+++ MATERIALE FORNITO +++

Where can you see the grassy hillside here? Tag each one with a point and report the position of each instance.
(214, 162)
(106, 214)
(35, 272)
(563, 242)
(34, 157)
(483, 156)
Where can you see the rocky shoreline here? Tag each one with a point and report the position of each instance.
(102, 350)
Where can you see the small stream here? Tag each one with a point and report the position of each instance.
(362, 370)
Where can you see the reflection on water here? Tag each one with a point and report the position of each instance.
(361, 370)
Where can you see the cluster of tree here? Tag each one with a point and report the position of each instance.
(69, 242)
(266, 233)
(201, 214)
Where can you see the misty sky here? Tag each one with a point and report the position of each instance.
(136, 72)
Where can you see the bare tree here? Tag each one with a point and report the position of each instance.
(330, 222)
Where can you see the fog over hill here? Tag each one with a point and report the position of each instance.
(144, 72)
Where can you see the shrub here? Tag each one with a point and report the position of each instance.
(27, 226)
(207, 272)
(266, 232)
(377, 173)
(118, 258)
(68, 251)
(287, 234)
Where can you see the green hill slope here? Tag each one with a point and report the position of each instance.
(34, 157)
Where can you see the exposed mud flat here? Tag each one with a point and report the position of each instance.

+++
+++ MATERIALE FORNITO +++

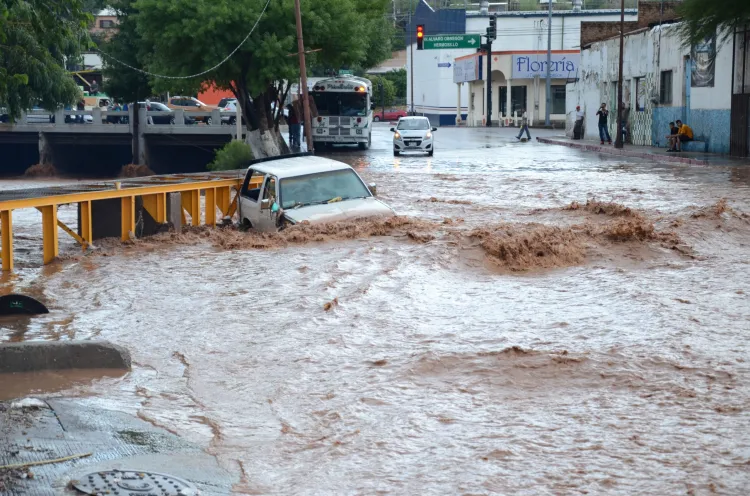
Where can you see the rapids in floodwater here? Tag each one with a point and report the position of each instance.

+++
+++ MATERIALE FORNITO +++

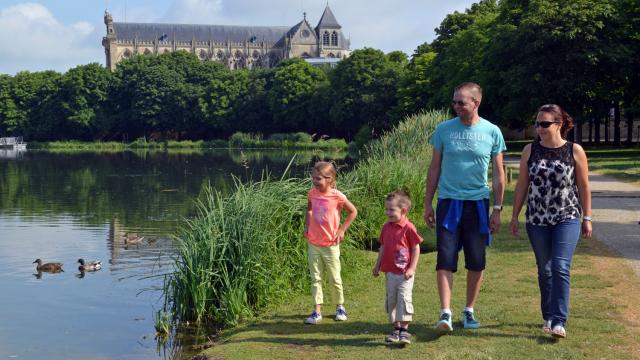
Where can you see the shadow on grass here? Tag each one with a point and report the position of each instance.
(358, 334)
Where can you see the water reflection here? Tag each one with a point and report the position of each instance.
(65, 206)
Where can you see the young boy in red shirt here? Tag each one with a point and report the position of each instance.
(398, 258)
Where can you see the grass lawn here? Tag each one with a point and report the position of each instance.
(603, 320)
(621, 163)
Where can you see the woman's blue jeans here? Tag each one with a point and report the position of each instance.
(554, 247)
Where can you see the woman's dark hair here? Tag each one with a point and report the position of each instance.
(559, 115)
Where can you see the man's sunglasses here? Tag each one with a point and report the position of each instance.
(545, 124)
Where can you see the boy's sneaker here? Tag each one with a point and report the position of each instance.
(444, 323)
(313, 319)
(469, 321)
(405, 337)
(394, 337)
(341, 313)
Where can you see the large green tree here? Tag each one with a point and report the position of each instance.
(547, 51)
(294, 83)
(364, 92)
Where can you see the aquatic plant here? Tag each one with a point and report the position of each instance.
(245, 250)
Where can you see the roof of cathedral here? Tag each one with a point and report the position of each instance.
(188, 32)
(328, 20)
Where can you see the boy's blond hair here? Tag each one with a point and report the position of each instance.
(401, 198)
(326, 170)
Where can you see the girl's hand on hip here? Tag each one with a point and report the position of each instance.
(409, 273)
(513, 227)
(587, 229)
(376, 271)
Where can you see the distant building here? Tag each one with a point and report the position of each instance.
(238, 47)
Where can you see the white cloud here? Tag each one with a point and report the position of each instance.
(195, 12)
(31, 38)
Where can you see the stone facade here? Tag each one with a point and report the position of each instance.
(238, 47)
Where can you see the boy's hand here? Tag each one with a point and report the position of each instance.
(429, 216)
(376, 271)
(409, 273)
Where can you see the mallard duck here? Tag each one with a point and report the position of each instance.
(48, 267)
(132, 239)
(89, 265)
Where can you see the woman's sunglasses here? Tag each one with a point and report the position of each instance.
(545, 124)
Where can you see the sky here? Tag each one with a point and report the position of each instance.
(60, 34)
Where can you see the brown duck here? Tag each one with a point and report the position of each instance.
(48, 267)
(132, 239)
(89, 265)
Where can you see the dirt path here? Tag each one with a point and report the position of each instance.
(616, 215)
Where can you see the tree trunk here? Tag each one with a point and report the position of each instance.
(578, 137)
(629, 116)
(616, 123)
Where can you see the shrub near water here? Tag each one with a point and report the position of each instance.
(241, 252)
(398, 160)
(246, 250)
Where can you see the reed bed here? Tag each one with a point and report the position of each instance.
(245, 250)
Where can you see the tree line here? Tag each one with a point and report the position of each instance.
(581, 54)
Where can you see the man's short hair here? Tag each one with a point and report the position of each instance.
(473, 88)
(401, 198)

+++

Seleziona ogni riga del materiale qui sopra in cui compare la parola "duck".

Where can you see the mallard duck here? Tag each one with a point and report the position of each instance.
Where can you see the brown duck here? Tag each one with a point and report the position of each instance.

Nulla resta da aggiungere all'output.